Goal:
Please use the Malham Free School history to explain, in one to three sentences, why some school is thought to have existed at Malham before 1717.

Malham Free School (1717 - 1872)

In 1947 Arthur Raistrick writes:-

"Malham Raikes Road proceeds steeply uphill to the plateau and a road turning off left goes towards the village. On the topside of this green is the old school house, now unused and falling into decay. Its origin is unknown but a date stone over the door has the initials RW.RA and the date 1681 and this stone belongs to an older building which occupied the site before the present one."

Whatever the origins, this is the building we associate with Malham Free School.

The school is generally regarded as having been founded in 1717. On June 11th of that year, Rowland Brayshaw (Brayshay in some documents) of Malham transferred various lands in and around Malham to seven trustees in order to finance a school. The deed establishing the school says that for many years previously Brayshaw had paid twenty shillings per annum to a schoolmaster, and this statement indicated that some school had been in existence earlier than 1717.

In his book ‘History of Craven’ Whitaker states that he had built the school some time before he endowed it by the indenture of 1717 in which he conveyed :-

‘ a close called Rariggs with a barn thereon, another close and a piece of meadowland called Capplebers in Kirkby Malhamdale, the whole comprises 13 acres of land and 107 sheepgates upon a stinted pasture called Outside’.

This property was let every three years to the highest bidder, by the trustees of the school.

In the indenture Rowland Brayshaw undertakes to continue to pay to the trustees this same sum of twenty shillings to be used to pay the schoolmaster for teaching four of the poorest children in Malham selected by Mr Brayshaw. After the death of Rowland Brayshaw the income from the lands was to be used to pay a schoolmaster to teach at a “Free School” at Malham.

This schoolmaster was to teach  “all and every scholar who lives within Malham only as well as poor as rich without any partiality as shall repair to the school to be taught and instructed”.

He was to be chosen by the trustees or a majority of them and his appointment had to be approved by the Archbishop of York. He had to give a bond that he would leave if given three months’ notice by the trustees and he also had to give a quarter’s notice on his side if he wished to resign. The schoolmaster’s salary was to be paid twice a year in equal parts on Monday in Whitsun week and on the feast of St. Martin the Bishop. On the Monday in Whitsun week the trustees had to meet bringing “some learned men with them if need” to examine the scholars to ensure that Rowland Brayshaw’s intents were being carried out.

Entries:
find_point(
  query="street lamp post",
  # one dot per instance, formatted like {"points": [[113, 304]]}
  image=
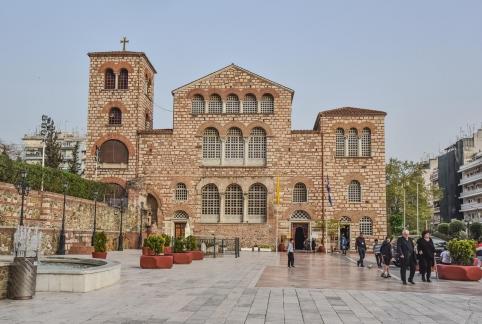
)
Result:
{"points": [[96, 193], [23, 190], [61, 249]]}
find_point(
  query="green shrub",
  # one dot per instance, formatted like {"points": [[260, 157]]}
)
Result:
{"points": [[155, 242], [191, 243], [100, 242], [443, 228], [461, 251], [179, 245]]}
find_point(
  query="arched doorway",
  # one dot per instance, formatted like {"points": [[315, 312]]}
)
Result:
{"points": [[152, 207]]}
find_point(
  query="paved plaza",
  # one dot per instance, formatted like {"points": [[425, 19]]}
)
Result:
{"points": [[255, 288]]}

Task result:
The 1717 deed that established the school states that Rowland Brayshaw had for many years already paid a schoolmaster twenty shillings per annum. That statement indicates that some school was in existence earlier than 1717.